Leave the pictures out, and print everything else in the records exactly.

Start of Dataset content

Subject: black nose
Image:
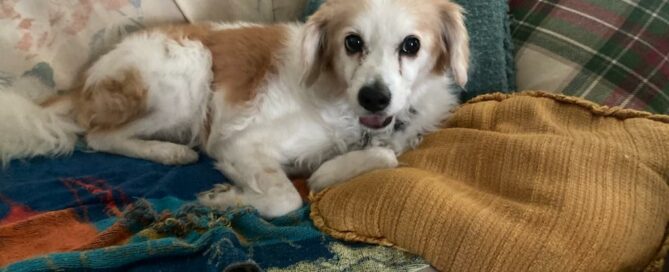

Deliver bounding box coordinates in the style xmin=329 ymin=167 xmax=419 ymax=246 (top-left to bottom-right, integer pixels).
xmin=358 ymin=82 xmax=391 ymax=113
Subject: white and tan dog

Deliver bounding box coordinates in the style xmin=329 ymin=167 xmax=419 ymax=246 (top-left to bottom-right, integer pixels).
xmin=0 ymin=0 xmax=468 ymax=218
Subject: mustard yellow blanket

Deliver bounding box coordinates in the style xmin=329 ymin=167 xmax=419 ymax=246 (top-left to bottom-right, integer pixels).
xmin=312 ymin=92 xmax=669 ymax=271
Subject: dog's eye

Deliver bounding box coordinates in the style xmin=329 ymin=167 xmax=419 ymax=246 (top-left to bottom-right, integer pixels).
xmin=400 ymin=36 xmax=420 ymax=56
xmin=345 ymin=34 xmax=364 ymax=54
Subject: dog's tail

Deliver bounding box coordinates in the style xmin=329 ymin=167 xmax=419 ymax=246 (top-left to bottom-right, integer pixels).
xmin=0 ymin=91 xmax=83 ymax=165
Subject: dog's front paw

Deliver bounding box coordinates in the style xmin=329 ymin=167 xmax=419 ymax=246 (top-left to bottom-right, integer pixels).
xmin=307 ymin=163 xmax=341 ymax=193
xmin=407 ymin=133 xmax=424 ymax=149
xmin=308 ymin=147 xmax=398 ymax=192
xmin=197 ymin=183 xmax=240 ymax=209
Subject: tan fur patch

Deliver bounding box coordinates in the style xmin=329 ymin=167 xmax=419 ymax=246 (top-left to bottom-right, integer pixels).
xmin=420 ymin=0 xmax=469 ymax=84
xmin=303 ymin=0 xmax=369 ymax=86
xmin=75 ymin=68 xmax=148 ymax=132
xmin=154 ymin=24 xmax=289 ymax=142
xmin=264 ymin=167 xmax=279 ymax=174
xmin=204 ymin=25 xmax=289 ymax=105
xmin=155 ymin=24 xmax=212 ymax=43
xmin=39 ymin=94 xmax=70 ymax=108
xmin=157 ymin=24 xmax=289 ymax=105
xmin=200 ymin=108 xmax=213 ymax=146
xmin=432 ymin=43 xmax=451 ymax=74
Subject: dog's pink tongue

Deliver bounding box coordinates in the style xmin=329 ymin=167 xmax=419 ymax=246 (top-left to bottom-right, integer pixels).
xmin=359 ymin=115 xmax=392 ymax=129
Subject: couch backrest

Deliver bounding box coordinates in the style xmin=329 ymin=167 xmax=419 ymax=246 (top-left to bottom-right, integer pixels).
xmin=174 ymin=0 xmax=308 ymax=23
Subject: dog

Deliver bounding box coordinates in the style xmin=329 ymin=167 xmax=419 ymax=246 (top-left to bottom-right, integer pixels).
xmin=0 ymin=0 xmax=469 ymax=218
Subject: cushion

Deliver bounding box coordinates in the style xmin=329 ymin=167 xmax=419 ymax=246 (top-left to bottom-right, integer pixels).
xmin=174 ymin=0 xmax=308 ymax=23
xmin=310 ymin=92 xmax=669 ymax=271
xmin=510 ymin=0 xmax=669 ymax=114
xmin=302 ymin=0 xmax=517 ymax=100
xmin=0 ymin=0 xmax=185 ymax=98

End of Dataset content

→ **Response to this task**
Subject: black nose
Image:

Deliver bounding box coordinates in the style xmin=329 ymin=167 xmax=419 ymax=246 (top-left to bottom-right, integer pixels).
xmin=358 ymin=82 xmax=391 ymax=113
Subject: white and tan dog

Deliver bounding box coordinates in the style xmin=329 ymin=167 xmax=419 ymax=246 (top-left to bottom-right, integer pixels).
xmin=0 ymin=0 xmax=468 ymax=218
Subject: mustard yellow blanket

Deliver bounding box coordinates in the style xmin=329 ymin=167 xmax=419 ymax=246 (top-left to bottom-right, integer pixels).
xmin=312 ymin=92 xmax=669 ymax=271
Subject: dog's eye

Deliver bounding box coordinates in the style xmin=329 ymin=167 xmax=419 ymax=246 (top-left to bottom-right, integer pixels).
xmin=400 ymin=36 xmax=420 ymax=56
xmin=345 ymin=34 xmax=364 ymax=54
Subject: dog's tail

Deliver bounding box coordinates in the style xmin=329 ymin=167 xmax=419 ymax=246 (top-left to bottom-right, integer pixels).
xmin=0 ymin=91 xmax=83 ymax=165
Subject: dog's front paw

Deliver bounding box coordinates in the style xmin=329 ymin=167 xmax=419 ymax=246 (top-left to bottom-right, integer pixels).
xmin=307 ymin=163 xmax=341 ymax=193
xmin=407 ymin=133 xmax=424 ymax=149
xmin=308 ymin=147 xmax=398 ymax=192
xmin=197 ymin=183 xmax=240 ymax=209
Subject: tan fur patch

Deliver bounding box coordinates in the style xmin=329 ymin=167 xmax=419 ymax=246 (top-left to bottom-right, integer pixels).
xmin=420 ymin=0 xmax=469 ymax=84
xmin=303 ymin=0 xmax=369 ymax=86
xmin=75 ymin=68 xmax=148 ymax=132
xmin=154 ymin=24 xmax=289 ymax=142
xmin=264 ymin=167 xmax=279 ymax=174
xmin=204 ymin=25 xmax=289 ymax=105
xmin=155 ymin=24 xmax=212 ymax=43
xmin=39 ymin=94 xmax=70 ymax=108
xmin=157 ymin=24 xmax=289 ymax=105
xmin=200 ymin=108 xmax=213 ymax=146
xmin=432 ymin=43 xmax=451 ymax=74
Subject: dog's pink tongue

Deliver bounding box coordinates in the style xmin=329 ymin=167 xmax=419 ymax=246 (top-left to bottom-right, integer pixels).
xmin=359 ymin=115 xmax=392 ymax=129
Subject: couch backrest

Deliver bounding box coordinates in the style xmin=329 ymin=167 xmax=419 ymax=246 (top-left to bottom-right, integer pixels).
xmin=174 ymin=0 xmax=308 ymax=23
Subject: dog

Deliver bounding box coordinates in the style xmin=329 ymin=167 xmax=419 ymax=246 (top-left to bottom-right, integer pixels).
xmin=0 ymin=0 xmax=469 ymax=218
Subject: cushion

Deliver bounding box coordinates in the style xmin=329 ymin=167 xmax=419 ymax=246 (top-left to bottom-right, integer pixels).
xmin=174 ymin=0 xmax=308 ymax=23
xmin=310 ymin=92 xmax=669 ymax=271
xmin=510 ymin=0 xmax=669 ymax=114
xmin=302 ymin=0 xmax=517 ymax=100
xmin=0 ymin=0 xmax=185 ymax=98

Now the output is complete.